_Problem_
Lay out the lines of the material below as a JSON list of strings, one string per line, with blank lines omitted. Leave the pictures out of the answer.

───

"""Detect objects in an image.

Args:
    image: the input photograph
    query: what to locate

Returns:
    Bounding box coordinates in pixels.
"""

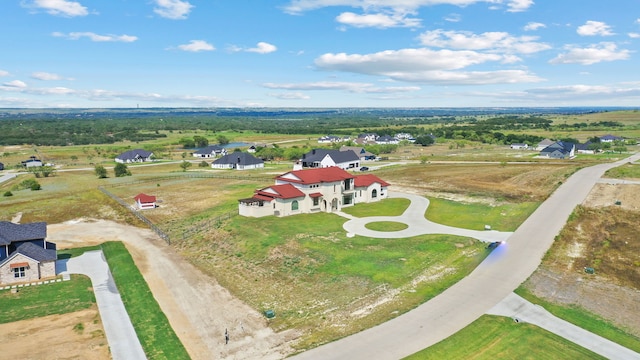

───

_Response_
[
  "\"\"\"Detect objects in an image.",
  "Args:",
  "    image: the input photograph",
  "    query: what to locate",
  "Returns:",
  "    Bounding box coordinates in pixels.",
  "\"\"\""
]